-------- Exercise material --------

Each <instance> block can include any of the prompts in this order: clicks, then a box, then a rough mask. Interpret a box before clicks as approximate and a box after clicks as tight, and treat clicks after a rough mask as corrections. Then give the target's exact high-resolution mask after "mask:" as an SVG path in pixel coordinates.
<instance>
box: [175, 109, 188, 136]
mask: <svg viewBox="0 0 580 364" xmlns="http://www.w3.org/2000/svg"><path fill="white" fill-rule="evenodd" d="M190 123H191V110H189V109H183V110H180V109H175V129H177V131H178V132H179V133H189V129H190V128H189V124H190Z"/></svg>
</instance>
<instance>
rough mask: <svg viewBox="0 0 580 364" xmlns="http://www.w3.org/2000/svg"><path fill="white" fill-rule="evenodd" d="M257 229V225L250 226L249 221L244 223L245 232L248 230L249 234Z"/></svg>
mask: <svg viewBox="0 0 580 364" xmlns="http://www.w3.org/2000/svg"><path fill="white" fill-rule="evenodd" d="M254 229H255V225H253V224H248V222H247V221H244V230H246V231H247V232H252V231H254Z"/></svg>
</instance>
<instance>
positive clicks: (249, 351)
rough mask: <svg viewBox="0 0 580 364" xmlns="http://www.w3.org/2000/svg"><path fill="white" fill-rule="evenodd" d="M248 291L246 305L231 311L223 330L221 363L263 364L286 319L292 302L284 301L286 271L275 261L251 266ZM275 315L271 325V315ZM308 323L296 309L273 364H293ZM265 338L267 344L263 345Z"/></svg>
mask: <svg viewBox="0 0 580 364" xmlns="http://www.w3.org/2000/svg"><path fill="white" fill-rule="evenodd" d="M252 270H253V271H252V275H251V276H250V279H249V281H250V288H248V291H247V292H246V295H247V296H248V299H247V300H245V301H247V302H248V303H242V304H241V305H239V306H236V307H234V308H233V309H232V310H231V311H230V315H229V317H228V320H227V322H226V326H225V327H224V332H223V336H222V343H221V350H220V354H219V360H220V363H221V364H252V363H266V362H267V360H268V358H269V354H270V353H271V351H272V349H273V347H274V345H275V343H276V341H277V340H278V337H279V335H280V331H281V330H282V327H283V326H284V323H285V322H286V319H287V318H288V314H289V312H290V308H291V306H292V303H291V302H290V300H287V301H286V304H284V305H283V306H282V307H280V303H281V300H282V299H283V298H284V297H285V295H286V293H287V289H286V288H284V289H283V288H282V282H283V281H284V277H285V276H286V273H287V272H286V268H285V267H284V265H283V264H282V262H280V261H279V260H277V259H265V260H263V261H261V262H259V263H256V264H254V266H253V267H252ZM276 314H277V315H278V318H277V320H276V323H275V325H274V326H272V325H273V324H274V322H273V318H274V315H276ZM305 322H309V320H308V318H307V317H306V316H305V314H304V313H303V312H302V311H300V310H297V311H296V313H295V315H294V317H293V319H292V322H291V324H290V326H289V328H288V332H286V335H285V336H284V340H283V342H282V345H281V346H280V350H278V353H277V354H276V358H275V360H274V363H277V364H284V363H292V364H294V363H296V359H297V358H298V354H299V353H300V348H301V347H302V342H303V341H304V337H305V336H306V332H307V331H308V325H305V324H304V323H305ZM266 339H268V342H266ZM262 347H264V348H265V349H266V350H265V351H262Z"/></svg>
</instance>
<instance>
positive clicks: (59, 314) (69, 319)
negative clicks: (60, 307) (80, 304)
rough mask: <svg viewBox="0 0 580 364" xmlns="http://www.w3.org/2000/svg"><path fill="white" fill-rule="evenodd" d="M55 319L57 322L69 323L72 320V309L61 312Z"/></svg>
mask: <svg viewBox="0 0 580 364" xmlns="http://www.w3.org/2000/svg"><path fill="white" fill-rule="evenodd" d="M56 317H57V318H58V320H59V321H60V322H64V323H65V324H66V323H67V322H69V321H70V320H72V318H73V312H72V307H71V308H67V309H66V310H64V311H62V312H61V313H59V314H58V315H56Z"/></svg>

--------

- About this task
Update all the items above by replacing each "rough mask" with "coarse mask". Keep everything else the same.

- Response
Each <instance> block can include any of the prompts in this order: clicks, then a box, then a coarse mask. Interpret a box before clicks as approximate and a box after clicks as tight, and treat clicks after a coarse mask as corrections. Then give the target's exact high-resolution mask after "mask:" as an SVG path in pixel coordinates.
<instance>
box: [175, 109, 188, 136]
mask: <svg viewBox="0 0 580 364" xmlns="http://www.w3.org/2000/svg"><path fill="white" fill-rule="evenodd" d="M190 123H191V110H189V109H183V110H180V109H175V129H177V131H178V132H179V133H189V129H190V128H189V124H190Z"/></svg>
</instance>
<instance>
coarse mask: <svg viewBox="0 0 580 364" xmlns="http://www.w3.org/2000/svg"><path fill="white" fill-rule="evenodd" d="M257 229V225L250 226L249 221L244 223L245 232L248 230L249 234Z"/></svg>
mask: <svg viewBox="0 0 580 364" xmlns="http://www.w3.org/2000/svg"><path fill="white" fill-rule="evenodd" d="M254 229H255V225H253V224H248V222H247V221H244V230H246V231H247V232H252V231H254Z"/></svg>
</instance>
<instance>
positive clicks: (249, 351)
coarse mask: <svg viewBox="0 0 580 364" xmlns="http://www.w3.org/2000/svg"><path fill="white" fill-rule="evenodd" d="M248 291L246 305L231 311L223 330L221 363L263 364L286 319L292 302L284 301L286 271L275 261L251 266ZM275 315L271 325V315ZM308 323L296 309L273 364H293ZM265 338L267 344L263 345Z"/></svg>
mask: <svg viewBox="0 0 580 364" xmlns="http://www.w3.org/2000/svg"><path fill="white" fill-rule="evenodd" d="M252 270H253V271H252V275H251V276H250V279H249V281H250V288H248V291H247V292H246V295H247V296H248V299H247V300H245V301H247V302H248V303H242V304H241V305H239V306H236V307H234V308H233V309H232V310H231V311H230V315H229V317H228V320H227V322H226V326H225V327H224V332H223V336H222V343H221V350H220V354H219V360H220V363H221V364H252V363H266V362H267V360H268V358H269V354H270V353H271V351H272V349H273V347H274V345H275V343H276V341H277V340H278V337H279V335H280V331H281V330H282V327H283V326H284V323H285V322H286V319H287V318H288V314H289V312H290V308H291V306H292V303H291V302H290V300H287V301H286V304H284V305H283V306H282V307H280V303H281V300H282V299H283V298H284V297H285V295H286V293H287V289H286V288H284V289H283V288H282V282H283V281H284V277H285V276H286V273H287V272H286V268H285V267H284V265H283V264H282V262H280V261H279V260H277V259H265V260H263V261H261V262H259V263H256V264H254V266H253V267H252ZM276 314H277V315H278V318H277V320H276V323H275V325H274V326H272V325H273V324H274V322H273V318H274V315H276ZM305 322H309V320H308V318H307V317H306V316H305V314H304V313H303V312H302V311H300V310H297V311H296V313H295V315H294V317H293V319H292V322H291V324H290V326H289V328H288V332H286V335H285V336H284V340H283V342H282V345H281V346H280V350H278V353H277V354H276V358H275V360H274V363H277V364H284V363H292V364H294V363H296V359H297V358H298V354H299V353H300V348H301V347H302V342H303V341H304V337H305V336H306V332H307V331H308V325H305V324H304V323H305ZM266 339H268V342H266ZM262 347H264V348H265V349H266V350H265V351H262Z"/></svg>
</instance>
<instance>
positive clicks: (59, 314) (69, 319)
negative clicks: (60, 307) (80, 304)
coarse mask: <svg viewBox="0 0 580 364" xmlns="http://www.w3.org/2000/svg"><path fill="white" fill-rule="evenodd" d="M55 319L57 322L69 323L72 320V309L61 312Z"/></svg>
mask: <svg viewBox="0 0 580 364" xmlns="http://www.w3.org/2000/svg"><path fill="white" fill-rule="evenodd" d="M56 317H57V318H58V320H59V321H60V322H64V323H65V324H66V323H67V322H69V321H70V320H72V318H73V312H72V307H71V308H67V309H66V310H64V311H62V312H61V313H59V314H58V315H56Z"/></svg>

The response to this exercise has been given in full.